WHAT YOU SHOULD DO — Quote the passage about the Waco walking tour, starting with "Each walking tour describes historical and" and going on through "on American streets.", word for word.

* BEGIN DOCUMENT EXTRACT *

There is no better way to see America than on foot. And there is no better way to appreciate what you are looking at than with a walking tour. This walking tour of Waco, Texas is ready to explore when you are. Each walking tour describes historical, architectural landmarks, cultural sites and ecclesiastic touchstones and provides step-by-step directions. More
There is no better way to see America than on foot. And there is no better way to appreciate what you are looking at than with a walking tour. Whether you are preparing for a road trip or just out to look at your own town in a new way, a downloadable walking tour from walkthetown.com is ready to explore when you are.
Each walking tour describes historical and architectural landmarks and provides pictures to help out when those pesky street addresses are missing. Every tour also includes a quick primer on identifying architectural styles seen on American streets.

* END DOCUMENT EXTRACT *
* BEGIN GIVEN DATA *

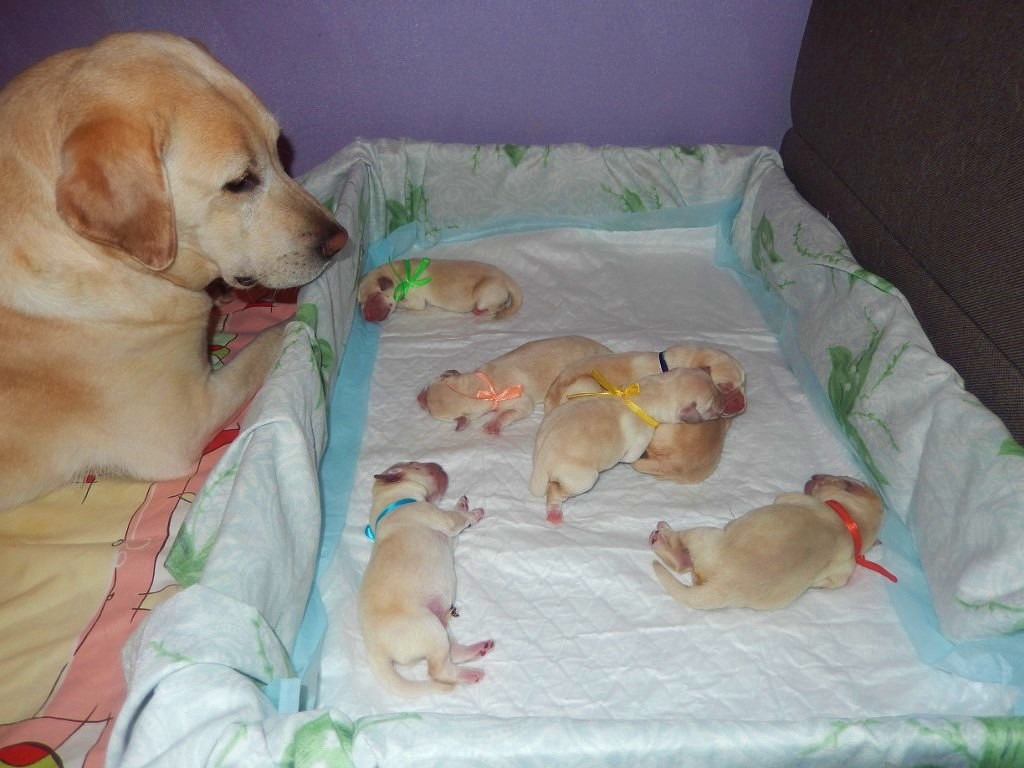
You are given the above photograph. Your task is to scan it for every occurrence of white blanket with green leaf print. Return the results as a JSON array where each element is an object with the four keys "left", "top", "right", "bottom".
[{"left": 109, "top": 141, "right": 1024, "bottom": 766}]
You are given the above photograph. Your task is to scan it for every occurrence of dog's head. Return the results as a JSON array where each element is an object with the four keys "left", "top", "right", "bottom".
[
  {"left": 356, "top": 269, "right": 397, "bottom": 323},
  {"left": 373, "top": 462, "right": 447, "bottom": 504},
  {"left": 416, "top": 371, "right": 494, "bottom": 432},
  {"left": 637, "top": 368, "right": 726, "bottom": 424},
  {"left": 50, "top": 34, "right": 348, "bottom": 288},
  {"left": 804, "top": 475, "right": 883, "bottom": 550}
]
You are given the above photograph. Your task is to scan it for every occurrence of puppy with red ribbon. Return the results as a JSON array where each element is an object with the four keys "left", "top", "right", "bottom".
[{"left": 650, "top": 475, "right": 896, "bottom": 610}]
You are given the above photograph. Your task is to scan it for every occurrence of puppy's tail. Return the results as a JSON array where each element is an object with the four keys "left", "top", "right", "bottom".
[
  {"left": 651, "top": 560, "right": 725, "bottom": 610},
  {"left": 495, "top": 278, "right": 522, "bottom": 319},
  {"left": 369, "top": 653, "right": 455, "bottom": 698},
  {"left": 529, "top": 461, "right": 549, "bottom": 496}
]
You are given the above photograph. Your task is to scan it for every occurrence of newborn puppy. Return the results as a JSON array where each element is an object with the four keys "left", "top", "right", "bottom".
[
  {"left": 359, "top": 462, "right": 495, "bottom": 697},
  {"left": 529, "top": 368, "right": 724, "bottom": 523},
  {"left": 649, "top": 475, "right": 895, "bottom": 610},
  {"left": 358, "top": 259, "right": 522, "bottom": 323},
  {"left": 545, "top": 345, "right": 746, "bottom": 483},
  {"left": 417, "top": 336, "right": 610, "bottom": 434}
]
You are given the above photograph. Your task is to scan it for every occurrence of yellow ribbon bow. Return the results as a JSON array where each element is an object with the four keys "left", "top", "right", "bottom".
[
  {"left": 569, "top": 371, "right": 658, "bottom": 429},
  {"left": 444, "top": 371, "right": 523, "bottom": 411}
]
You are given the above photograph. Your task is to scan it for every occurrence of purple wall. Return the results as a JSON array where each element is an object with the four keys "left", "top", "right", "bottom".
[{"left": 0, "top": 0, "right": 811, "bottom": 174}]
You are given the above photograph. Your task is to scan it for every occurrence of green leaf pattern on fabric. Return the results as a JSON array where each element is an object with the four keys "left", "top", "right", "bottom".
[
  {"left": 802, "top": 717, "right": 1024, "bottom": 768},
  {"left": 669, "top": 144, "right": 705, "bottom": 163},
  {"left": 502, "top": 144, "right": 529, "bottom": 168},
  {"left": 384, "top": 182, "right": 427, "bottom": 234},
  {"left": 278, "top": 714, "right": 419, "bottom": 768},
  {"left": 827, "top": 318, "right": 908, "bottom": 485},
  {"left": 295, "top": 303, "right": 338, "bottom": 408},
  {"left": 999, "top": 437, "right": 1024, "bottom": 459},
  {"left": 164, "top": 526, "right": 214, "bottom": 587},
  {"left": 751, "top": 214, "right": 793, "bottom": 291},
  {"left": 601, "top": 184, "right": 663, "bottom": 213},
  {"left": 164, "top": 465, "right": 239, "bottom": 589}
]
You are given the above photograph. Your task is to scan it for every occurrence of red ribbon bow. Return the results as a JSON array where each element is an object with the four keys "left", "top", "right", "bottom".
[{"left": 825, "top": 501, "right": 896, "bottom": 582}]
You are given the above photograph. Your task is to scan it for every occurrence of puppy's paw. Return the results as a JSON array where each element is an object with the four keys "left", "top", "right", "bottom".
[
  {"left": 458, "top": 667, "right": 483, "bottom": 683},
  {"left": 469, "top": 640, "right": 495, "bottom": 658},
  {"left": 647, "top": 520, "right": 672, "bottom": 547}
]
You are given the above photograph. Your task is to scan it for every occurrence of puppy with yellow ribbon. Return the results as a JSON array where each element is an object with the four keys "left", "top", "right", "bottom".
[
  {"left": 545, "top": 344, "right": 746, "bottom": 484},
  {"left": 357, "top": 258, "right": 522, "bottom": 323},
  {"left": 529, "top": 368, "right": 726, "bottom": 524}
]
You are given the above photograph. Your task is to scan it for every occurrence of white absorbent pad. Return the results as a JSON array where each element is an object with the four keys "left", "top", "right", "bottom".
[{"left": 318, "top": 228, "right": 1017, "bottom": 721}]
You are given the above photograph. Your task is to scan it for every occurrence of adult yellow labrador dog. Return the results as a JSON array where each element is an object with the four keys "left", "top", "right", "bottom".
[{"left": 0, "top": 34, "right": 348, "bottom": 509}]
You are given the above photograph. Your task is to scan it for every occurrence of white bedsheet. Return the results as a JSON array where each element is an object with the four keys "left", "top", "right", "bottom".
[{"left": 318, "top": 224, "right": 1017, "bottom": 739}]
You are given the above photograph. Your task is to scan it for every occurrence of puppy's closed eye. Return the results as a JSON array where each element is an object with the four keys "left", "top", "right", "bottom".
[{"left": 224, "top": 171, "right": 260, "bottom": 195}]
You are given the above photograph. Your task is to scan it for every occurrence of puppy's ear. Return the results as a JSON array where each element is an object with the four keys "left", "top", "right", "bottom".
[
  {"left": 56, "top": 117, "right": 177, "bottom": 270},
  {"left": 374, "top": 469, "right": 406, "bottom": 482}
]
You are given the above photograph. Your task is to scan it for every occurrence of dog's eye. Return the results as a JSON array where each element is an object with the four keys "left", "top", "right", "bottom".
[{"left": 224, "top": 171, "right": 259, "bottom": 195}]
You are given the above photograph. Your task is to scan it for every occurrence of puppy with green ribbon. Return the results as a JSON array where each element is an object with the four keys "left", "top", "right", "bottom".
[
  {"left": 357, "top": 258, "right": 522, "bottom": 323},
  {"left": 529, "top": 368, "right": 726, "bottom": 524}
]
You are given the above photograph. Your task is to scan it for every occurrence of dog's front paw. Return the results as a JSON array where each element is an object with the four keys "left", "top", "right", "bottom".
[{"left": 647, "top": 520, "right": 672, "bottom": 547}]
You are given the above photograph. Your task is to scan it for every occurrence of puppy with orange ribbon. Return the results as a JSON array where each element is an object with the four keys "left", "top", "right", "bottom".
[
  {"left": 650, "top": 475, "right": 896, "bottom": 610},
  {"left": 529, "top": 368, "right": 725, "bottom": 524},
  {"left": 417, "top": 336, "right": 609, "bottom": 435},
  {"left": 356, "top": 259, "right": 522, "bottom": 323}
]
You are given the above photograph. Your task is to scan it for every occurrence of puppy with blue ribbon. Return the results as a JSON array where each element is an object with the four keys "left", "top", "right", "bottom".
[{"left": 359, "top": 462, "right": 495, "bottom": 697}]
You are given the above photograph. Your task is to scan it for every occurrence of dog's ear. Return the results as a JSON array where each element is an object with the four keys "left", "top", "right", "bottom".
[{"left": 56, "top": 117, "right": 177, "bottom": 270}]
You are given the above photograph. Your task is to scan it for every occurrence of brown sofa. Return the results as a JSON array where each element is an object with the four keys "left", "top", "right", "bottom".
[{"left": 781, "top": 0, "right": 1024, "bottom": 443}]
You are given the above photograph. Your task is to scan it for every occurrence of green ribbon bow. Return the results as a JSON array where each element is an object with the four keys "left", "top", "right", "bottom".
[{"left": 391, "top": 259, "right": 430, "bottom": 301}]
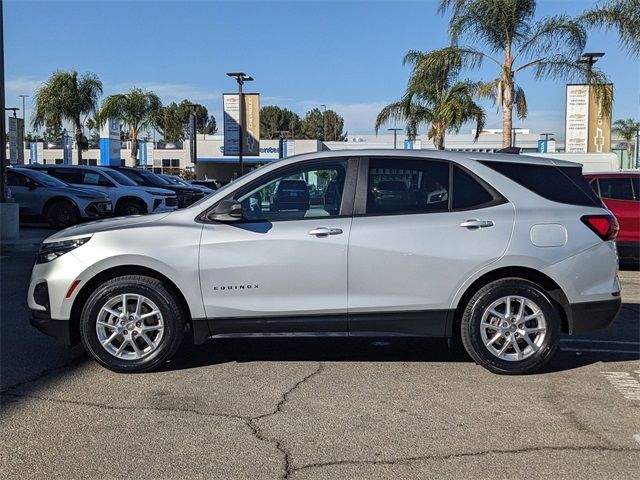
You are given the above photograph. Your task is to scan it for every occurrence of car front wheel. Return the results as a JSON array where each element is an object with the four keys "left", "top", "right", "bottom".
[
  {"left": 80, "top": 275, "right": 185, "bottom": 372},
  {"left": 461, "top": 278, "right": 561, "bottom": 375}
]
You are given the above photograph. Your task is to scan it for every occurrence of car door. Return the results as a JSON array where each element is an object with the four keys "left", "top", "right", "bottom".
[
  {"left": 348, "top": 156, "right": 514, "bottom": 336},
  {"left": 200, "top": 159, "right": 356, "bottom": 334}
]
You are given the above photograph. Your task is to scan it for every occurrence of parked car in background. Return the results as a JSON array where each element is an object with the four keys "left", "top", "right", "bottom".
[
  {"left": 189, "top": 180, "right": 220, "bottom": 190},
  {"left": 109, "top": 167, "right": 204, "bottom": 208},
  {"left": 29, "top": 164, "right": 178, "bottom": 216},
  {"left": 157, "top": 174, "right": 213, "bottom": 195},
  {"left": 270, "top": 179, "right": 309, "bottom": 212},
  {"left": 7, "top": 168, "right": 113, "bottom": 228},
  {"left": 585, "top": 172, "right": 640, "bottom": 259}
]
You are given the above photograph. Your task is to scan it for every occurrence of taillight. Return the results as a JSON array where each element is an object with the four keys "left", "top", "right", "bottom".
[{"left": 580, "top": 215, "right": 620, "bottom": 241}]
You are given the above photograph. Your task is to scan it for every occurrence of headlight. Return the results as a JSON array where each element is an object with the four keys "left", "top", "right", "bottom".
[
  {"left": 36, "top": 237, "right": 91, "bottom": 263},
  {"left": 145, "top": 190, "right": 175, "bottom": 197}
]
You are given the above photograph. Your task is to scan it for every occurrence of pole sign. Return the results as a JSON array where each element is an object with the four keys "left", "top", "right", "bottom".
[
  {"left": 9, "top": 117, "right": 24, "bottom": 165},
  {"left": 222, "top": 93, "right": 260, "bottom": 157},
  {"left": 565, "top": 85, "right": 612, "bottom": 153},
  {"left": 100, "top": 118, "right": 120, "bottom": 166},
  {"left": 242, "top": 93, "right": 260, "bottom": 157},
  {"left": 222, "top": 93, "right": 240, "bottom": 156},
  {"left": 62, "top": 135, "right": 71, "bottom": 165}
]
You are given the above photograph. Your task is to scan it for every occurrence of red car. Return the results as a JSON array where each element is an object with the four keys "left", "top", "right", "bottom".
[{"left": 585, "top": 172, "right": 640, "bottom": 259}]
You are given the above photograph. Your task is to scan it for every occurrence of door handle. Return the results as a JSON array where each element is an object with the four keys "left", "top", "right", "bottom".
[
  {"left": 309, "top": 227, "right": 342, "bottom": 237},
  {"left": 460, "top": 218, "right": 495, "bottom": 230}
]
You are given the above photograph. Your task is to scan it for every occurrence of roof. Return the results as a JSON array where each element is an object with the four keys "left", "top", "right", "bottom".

* END GIVEN DATA *

ANSWER BELOW —
Each walking tour describes historical and architectural landmarks and provides pictures to help out when those pesky street addresses are missing. Every tour also includes a quick primer on identifying architectural styles seen on American streets.